▶ [Challenge] Quote the entries below word for word, including every line of text, but leave the pictures out of your reply.

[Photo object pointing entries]
— BEGIN —

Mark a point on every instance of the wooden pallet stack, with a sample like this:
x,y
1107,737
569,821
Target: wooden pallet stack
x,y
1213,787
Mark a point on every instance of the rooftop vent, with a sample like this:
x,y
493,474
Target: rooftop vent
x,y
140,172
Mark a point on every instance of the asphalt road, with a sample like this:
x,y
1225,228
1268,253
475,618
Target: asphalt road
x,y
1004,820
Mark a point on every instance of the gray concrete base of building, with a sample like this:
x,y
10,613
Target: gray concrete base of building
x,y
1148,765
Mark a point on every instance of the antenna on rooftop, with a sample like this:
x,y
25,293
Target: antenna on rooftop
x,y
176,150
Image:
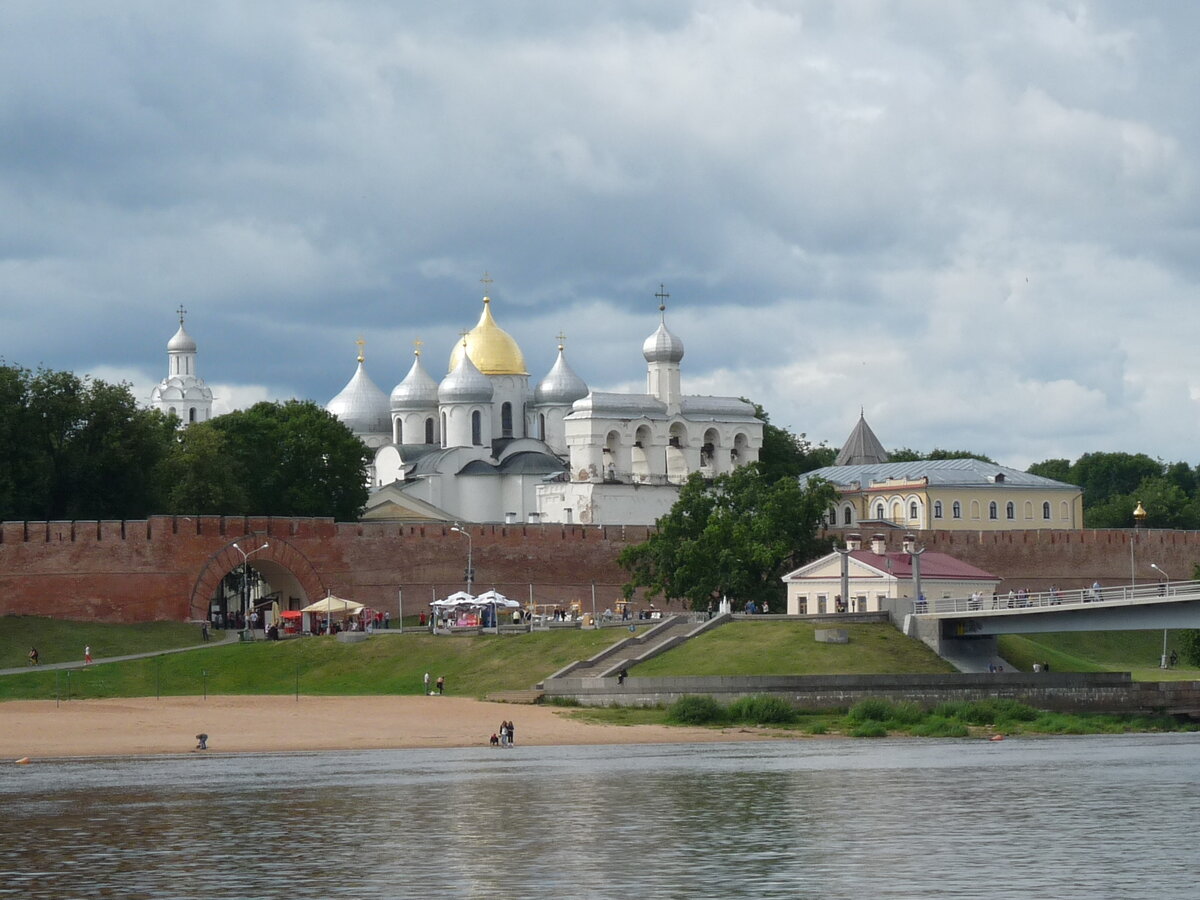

— END —

▶ [Full answer]
Mark a point on every instance of the wooden pallet stack, with a sample like this:
x,y
1107,737
569,821
Target: wooden pallet stack
x,y
1213,787
Mark a point on every instance of the rooftop vent, with a sample like this:
x,y
493,474
Target: rooftop vent
x,y
140,172
Mark a point on every instance of the asphalt road, with a sample like this:
x,y
1225,228
1268,253
475,618
Target: asphalt road
x,y
1004,820
Mark a point on every instance of the gray concrete base of building, with a sample like this:
x,y
10,613
Target: gray concrete base of building
x,y
1148,765
Mark a point on every instance of the antenna on rooftop, with a sample like this:
x,y
25,293
Target: antenna on rooftop
x,y
176,150
Image:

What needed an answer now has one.